— Instructions to follow —
Copy each of the entries below faithfully, setting aside any pictures.

— Record extracts —
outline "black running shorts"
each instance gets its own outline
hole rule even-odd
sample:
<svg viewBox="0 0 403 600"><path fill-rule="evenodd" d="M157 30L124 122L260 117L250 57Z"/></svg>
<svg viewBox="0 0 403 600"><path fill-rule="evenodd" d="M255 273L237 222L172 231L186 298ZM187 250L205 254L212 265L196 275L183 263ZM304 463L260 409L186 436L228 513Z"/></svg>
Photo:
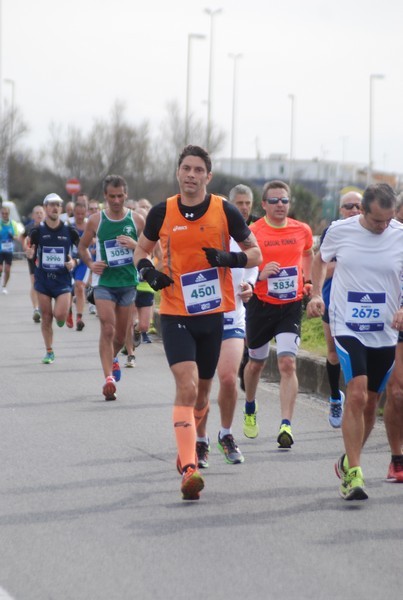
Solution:
<svg viewBox="0 0 403 600"><path fill-rule="evenodd" d="M249 348L260 348L279 333L301 335L302 302L269 304L253 295L246 305L246 339Z"/></svg>
<svg viewBox="0 0 403 600"><path fill-rule="evenodd" d="M192 361L200 379L212 379L220 357L223 313L182 317L161 315L161 333L169 366Z"/></svg>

— Your solution —
outline "black running shorts"
each instance gets its own outline
hole rule even-odd
sample:
<svg viewBox="0 0 403 600"><path fill-rule="evenodd" d="M157 30L124 122L260 117L250 57Z"/></svg>
<svg viewBox="0 0 403 600"><path fill-rule="evenodd" d="M255 273L237 222L172 231L186 298ZM187 250L205 254L212 265L196 275L183 263ZM304 463L260 409L186 436L228 513Z"/></svg>
Photo:
Solution:
<svg viewBox="0 0 403 600"><path fill-rule="evenodd" d="M249 348L260 348L279 333L301 335L302 302L269 304L253 295L246 305L246 339Z"/></svg>
<svg viewBox="0 0 403 600"><path fill-rule="evenodd" d="M192 361L200 379L212 379L220 357L223 313L182 317L161 315L161 333L169 366Z"/></svg>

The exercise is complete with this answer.